Written instruction 1 :: In the Gohil v Gohil case summary, on what date did Moylan J order full disclosure from the CPS?

Gohil v Gohil – in a nutshell

Amy Royce-Greensill

Professional Support Lawyer


Gohil v Gohil – in a nutshell

Gohil (Appellant) v Gohil (Respondent) [2015] UKSC 61

(Lord Neuberger (President), Lady Hale (Deputy President), Lord Clarke, Lord Wilson, Lord Sumption, Lord Reed and Lord Hodge)

In a nutshell

The Supreme Court reinstated the trial judge’s order to set aside part of a consent order due to the husband’s non-disclosure.


Mrs Gohil issued divorce proceedings in May 2002 and the decree absolute was pronounced following conclusion of complex financial relief proceedings by agreement at FDR on 30 April 2004. The 2004 Order included a recital that ‘the [wife] believes that the [husband] has not provided full and frank disclosure of his financial circumstances (although this is disputed by the [husband]), but is compromising her claims in the terms set out in this consent order despite this in order to achieve finality’. The financial proceedings had been protracted by continued dispute as to the extent to which Mr Gohil had provided full, or even adequate, disclosure of his financial circumstances.

In 2007 the wife issued an application to set aside the 2004 consent order on the grounds of alleged serious material non-disclosure, fraud and misrepresentation by the husband. The husband had faced criminal proceedings for fraud and most of the wife's information about the husband's fraudulent activity came from her attendance at his Crown Court trial. She sought full disclosure from the CPS, which was ordered by Moylan J on 30 May 2012. The CPS and the Secretary of State successfully appealed the disclosure order, with the appeal being determined in a judgment of the Court of Appeal in November 2012 (Gohil v Gohil [2013] 1 FLR 1095). The wife's case before Moylan J referred to this information, which was never disclosed to the family court.

Material provided ::
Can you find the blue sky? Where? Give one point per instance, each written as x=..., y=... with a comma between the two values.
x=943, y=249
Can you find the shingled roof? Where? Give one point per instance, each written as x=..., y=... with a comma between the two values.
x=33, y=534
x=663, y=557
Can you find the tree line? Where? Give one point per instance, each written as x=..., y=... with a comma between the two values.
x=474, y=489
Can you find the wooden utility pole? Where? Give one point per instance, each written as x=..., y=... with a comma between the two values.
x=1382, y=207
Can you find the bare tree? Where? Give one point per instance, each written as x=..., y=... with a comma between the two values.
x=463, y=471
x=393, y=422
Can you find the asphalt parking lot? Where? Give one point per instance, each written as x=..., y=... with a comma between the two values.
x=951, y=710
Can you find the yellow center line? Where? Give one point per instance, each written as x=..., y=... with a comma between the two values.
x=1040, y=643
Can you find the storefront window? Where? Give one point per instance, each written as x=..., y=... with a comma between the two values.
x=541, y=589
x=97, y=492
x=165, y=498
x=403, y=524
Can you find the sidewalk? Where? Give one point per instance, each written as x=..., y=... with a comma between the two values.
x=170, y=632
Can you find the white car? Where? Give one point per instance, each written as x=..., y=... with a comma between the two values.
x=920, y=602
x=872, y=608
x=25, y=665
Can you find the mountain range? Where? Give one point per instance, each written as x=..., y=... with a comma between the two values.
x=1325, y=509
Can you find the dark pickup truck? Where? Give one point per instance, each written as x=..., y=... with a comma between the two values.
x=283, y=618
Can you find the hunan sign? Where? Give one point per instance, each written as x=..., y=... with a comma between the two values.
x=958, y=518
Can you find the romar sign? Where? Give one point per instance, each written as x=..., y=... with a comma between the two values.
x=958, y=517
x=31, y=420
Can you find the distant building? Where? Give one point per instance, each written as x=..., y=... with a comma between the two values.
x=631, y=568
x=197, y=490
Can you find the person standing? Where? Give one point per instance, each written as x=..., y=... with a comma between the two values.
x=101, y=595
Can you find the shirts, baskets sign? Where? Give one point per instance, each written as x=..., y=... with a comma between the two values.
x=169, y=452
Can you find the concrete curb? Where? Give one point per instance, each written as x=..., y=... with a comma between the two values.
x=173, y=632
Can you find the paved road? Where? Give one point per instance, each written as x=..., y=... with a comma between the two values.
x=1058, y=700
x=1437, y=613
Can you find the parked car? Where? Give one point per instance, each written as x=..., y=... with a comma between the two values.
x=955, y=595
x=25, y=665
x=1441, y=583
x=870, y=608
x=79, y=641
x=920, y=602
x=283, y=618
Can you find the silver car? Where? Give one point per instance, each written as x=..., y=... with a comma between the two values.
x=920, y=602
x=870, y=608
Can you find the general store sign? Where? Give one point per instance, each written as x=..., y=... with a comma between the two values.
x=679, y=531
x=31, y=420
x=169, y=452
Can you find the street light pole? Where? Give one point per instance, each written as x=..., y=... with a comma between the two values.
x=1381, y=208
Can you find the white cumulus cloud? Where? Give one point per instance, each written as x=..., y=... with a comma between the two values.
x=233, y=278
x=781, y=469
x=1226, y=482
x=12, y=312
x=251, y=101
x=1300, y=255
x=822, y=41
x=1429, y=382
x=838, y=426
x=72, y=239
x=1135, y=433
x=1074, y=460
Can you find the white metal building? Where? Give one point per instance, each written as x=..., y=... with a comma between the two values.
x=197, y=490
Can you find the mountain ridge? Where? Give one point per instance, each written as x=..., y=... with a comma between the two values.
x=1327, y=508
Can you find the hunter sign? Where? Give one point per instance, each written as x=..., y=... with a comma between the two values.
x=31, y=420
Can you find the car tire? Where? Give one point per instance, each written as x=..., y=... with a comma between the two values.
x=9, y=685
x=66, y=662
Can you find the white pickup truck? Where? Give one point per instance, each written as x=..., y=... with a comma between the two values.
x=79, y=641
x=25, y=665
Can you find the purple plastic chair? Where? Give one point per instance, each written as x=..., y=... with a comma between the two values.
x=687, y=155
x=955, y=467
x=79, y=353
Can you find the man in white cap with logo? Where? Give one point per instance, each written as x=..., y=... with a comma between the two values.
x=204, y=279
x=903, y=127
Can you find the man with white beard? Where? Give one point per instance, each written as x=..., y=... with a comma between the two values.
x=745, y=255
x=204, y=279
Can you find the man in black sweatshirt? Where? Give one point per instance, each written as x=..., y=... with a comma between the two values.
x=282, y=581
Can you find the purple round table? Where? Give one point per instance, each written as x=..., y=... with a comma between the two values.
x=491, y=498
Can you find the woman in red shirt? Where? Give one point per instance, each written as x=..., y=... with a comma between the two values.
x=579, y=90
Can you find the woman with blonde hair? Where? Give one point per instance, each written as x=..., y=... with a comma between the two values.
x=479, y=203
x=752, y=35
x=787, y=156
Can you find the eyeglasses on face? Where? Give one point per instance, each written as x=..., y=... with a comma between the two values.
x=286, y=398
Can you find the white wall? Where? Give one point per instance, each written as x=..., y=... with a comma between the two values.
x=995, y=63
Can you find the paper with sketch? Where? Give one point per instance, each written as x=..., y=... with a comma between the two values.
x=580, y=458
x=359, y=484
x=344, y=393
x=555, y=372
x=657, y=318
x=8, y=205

Written instruction 2 :: Rewrite the rows from the first one up to and including the line with "x=958, y=518", switching "white car" to "silver car" and keeping everything else the same. Give only those lines.

Full response 1 :: 30 May 2012

Full response 2 ::
Can you find the blue sky? Where? Give one point per instance, each written as x=..., y=... with a comma between the two values.
x=943, y=249
Can you find the shingled roof? Where? Give one point per instance, each written as x=..., y=... with a comma between the two values.
x=33, y=534
x=663, y=557
Can you find the tree line? Where? Give one point per instance, each written as x=..., y=... with a comma between the two values.
x=474, y=489
Can you find the wooden utility pole? Where? Give one point per instance, each written as x=..., y=... with a comma between the two values.
x=1382, y=207
Can you find the bare tree? Where? Give one point per instance, each written as x=..., y=... with a comma between the two values.
x=463, y=471
x=393, y=422
Can you find the asphalt parking lot? Where? Give one point per instance, each written as x=..., y=... with a comma between the two values.
x=951, y=710
Can you find the yellow center line? Where? Give one point per instance, each written as x=..., y=... with a comma between the two values.
x=1040, y=643
Can you find the storefront window? Where? Give one point per instance, each written as x=..., y=... with a comma between the two values.
x=541, y=589
x=97, y=492
x=165, y=498
x=403, y=524
Can you find the sidewalk? Where? Give one point per instance, each written as x=..., y=... with a comma between the two values.
x=170, y=632
Can you find the silver car? Where? Give one point per instance, each written as x=..., y=... with a comma between the two values.
x=920, y=602
x=872, y=608
x=25, y=665
Can you find the mountain range? Where? Give one point per instance, each written as x=..., y=... with a comma between the two values.
x=1325, y=509
Can you find the dark pickup truck? Where? Give one point per instance, each written as x=..., y=... with a comma between the two values.
x=283, y=618
Can you find the hunan sign? Where? Give one point per instance, each written as x=..., y=... with a comma between the two values.
x=958, y=518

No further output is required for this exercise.